Update the entries below, replacing every occurrence of "innermost point" with "most central point" and keeping all other text unchanged. Leave the pictures out of your answer.

| Exercise inputs |
— Begin —

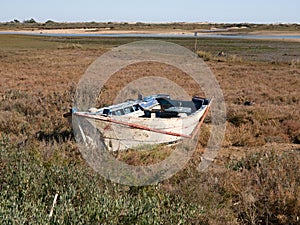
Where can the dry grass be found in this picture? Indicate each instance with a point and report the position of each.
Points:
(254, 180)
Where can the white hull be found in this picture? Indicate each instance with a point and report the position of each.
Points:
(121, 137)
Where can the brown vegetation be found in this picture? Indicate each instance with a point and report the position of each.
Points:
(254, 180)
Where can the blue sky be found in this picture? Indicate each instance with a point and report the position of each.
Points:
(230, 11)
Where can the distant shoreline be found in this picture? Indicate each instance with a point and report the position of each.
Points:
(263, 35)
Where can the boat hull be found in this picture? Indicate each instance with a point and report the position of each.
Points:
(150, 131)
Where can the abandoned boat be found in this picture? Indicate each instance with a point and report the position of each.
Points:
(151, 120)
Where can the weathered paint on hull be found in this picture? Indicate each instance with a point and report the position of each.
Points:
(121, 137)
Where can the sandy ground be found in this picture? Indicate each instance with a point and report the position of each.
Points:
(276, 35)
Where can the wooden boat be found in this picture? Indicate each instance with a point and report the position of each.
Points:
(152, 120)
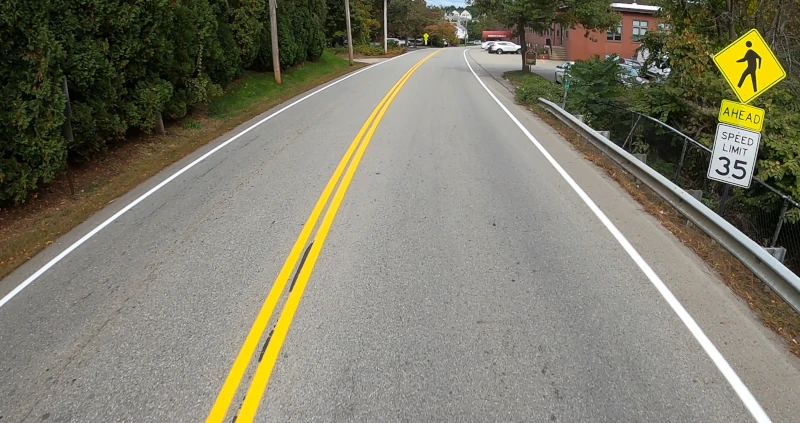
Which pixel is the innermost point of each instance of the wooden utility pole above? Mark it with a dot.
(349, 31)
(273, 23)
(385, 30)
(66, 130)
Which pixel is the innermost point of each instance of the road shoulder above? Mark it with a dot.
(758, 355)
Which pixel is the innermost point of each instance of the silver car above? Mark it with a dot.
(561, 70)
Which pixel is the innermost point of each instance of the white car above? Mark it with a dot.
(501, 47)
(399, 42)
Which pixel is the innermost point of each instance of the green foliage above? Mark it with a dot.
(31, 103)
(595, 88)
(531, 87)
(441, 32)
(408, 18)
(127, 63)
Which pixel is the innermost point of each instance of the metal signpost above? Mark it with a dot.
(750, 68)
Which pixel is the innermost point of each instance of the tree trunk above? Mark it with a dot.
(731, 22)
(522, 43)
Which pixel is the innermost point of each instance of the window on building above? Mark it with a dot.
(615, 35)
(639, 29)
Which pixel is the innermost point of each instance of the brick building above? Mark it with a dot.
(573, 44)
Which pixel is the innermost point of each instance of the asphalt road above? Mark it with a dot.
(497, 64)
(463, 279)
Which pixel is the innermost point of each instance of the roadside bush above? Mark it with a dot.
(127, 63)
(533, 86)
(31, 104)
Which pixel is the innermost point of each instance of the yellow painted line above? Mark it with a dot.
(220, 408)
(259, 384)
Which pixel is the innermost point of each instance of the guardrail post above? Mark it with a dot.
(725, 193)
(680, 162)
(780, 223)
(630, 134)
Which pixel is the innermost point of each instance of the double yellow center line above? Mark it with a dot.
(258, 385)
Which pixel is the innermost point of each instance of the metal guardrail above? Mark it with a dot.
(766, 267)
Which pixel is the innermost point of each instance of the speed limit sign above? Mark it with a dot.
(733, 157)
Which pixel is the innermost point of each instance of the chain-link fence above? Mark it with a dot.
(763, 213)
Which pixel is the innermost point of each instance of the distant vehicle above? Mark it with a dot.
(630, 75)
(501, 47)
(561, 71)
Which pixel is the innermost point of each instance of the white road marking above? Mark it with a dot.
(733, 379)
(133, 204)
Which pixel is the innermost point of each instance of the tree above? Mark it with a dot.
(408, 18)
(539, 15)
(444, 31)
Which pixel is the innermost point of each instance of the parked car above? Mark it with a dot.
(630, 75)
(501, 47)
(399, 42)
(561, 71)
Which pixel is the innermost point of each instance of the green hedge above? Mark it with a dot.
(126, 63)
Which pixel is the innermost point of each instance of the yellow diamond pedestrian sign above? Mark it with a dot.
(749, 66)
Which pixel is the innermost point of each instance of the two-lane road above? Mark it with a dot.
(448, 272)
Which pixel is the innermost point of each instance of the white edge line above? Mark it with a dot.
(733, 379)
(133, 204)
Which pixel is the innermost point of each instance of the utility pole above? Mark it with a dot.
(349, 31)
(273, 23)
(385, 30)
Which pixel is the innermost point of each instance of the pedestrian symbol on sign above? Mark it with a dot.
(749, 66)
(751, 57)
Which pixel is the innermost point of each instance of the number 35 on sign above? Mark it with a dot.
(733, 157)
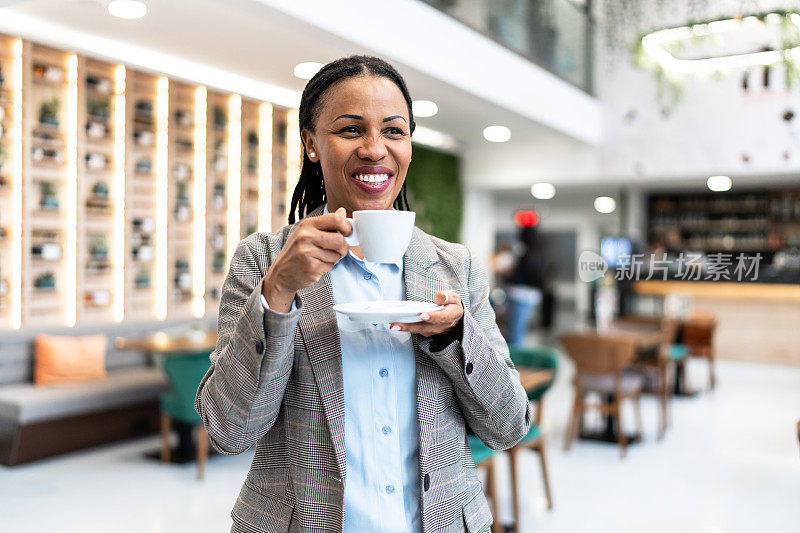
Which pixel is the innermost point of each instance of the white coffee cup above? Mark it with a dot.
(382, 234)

— End —

| Reply to the exercise |
Where can the dry grass be found in this picture? Indicate each instance with a point and report the position of each.
Points:
(254, 180)
Where can the white hull be found in this picture? Indicate each instance with a point and report the position of each.
Points:
(121, 137)
Where can the brown vegetation be found in this picture? Indicate each instance with a point and report the position of each.
Points:
(254, 180)
Where can the blue sky be found in this picture? Indicate each instance with a point and report the position of each.
Points:
(230, 11)
Where can the distant shoreline be found in this picture? Indicate each instance with a point and report the position of each.
Points:
(263, 35)
Where can the boat hull be found in this picture? Indicate each instance with a point and report the position of each.
Points:
(150, 131)
Where can the abandoned boat be found in this picture? Indicate each instance with a point and report the position of each.
Points:
(151, 120)
Where can the weathered paint on hull be found in this picture? Indicate each instance with a point and report the position of each.
Points:
(121, 137)
Where can the sandy ground be found in this picture? Indicate each instance with a point and report the position of each.
Points:
(276, 35)
Where can the wooden boat be found in this picture? Indicate each instance with a point and report the position of each.
Points:
(152, 120)
Which pixel is the most central point of each instance of the wooden utility pole above? Mark it with a dot.
(349, 31)
(273, 23)
(385, 30)
(66, 130)
Which pixel is the most central point of each instance of the road shoulder above? Mark it with a dot.
(758, 355)
Which pixel is the most central point of each instance of the silver car above? Mark it with a dot.
(561, 70)
Which pixel is the most central point of each instance of the white car above? Mark it with a dot.
(501, 47)
(399, 42)
Which pixel is the most central point of each instance of the green foliage above? Mark it with a dot.
(31, 103)
(595, 88)
(531, 87)
(441, 32)
(408, 18)
(127, 63)
Which pixel is the most central point of each instance of the metal signpost above? Mark it with a dot.
(750, 68)
Which pixel is the most central point of each instance of the tree trunk above? Mark it with a dot.
(731, 22)
(522, 43)
Which pixel is the most central point of each instance of the window on building above? Mark it with a dot.
(615, 35)
(639, 29)
Which pixel is the most central point of each instance of the brick building above? Mark it with a dot.
(573, 44)
Which pixel is the most central point of each instance of the asphalt road above? Mark it with a dot.
(497, 64)
(463, 279)
Which pixel is the most central point of each instance of the roadside bush above? Mark it with a dot.
(127, 63)
(533, 86)
(31, 104)
Which pixel is the most central point of each instance of the yellow painted line above? Mark it with a dot.
(220, 408)
(259, 384)
Which pixel is the most central point of each instance of the guardrail post above? Mark it with a dot.
(725, 193)
(680, 162)
(780, 223)
(630, 134)
Which pixel is the most central point of each instance of the double yellow center line above? Mark it with a dot.
(258, 385)
Which pixel is the most central point of each instance of the metal guardrail above? Mark it with a dot.
(766, 267)
Which pixel is the most central point of each instance of the speed limit sign above? Mark it with a dot.
(733, 157)
Which pixel is the most central point of each instance of the chain-link fence above? Mark it with a dot.
(763, 213)
Which pixel is the most central point of each instance of the distant vehicle above? Mark it with a dot.
(630, 75)
(501, 47)
(561, 71)
Which pixel is the most central point of each instance of the white road marking above? Mark it with a dot.
(733, 379)
(133, 204)
Which pixel is the most central point of each instance of the tree above? Mark it with a dot.
(408, 18)
(539, 15)
(444, 31)
Which pixel is the most central point of each instance of the parked car above? Mark it with a dot.
(630, 75)
(501, 47)
(399, 42)
(561, 71)
Which pixel is the most central point of each instance of the green hedge above? Mark it with a dot.
(126, 63)
Which pixel is the most central point of each instance of the yellow diamond pedestrian sign above? Mark it with a dot.
(749, 66)
Which pixel is the most central point of each instance of the two-lane road above? Mark it with a dot.
(448, 272)
Which pixel is the most central point of each instance of the white edge line above? Mark it with a dot.
(733, 379)
(133, 204)
Which pixel is the most central point of each instance of the utility pole above? Mark it with a dot.
(349, 31)
(273, 23)
(385, 30)
Which pixel is the most central point of each instance of the pedestrian symbol on sign above? Mark it with a dot.
(749, 66)
(751, 57)
Which pixel is the most central point of each instance of the number 35 on sign above? Mark it with a dot.
(733, 157)
Which pixel is the most central point of each instance of the white coffee cup above? Mark it with a dot.
(382, 234)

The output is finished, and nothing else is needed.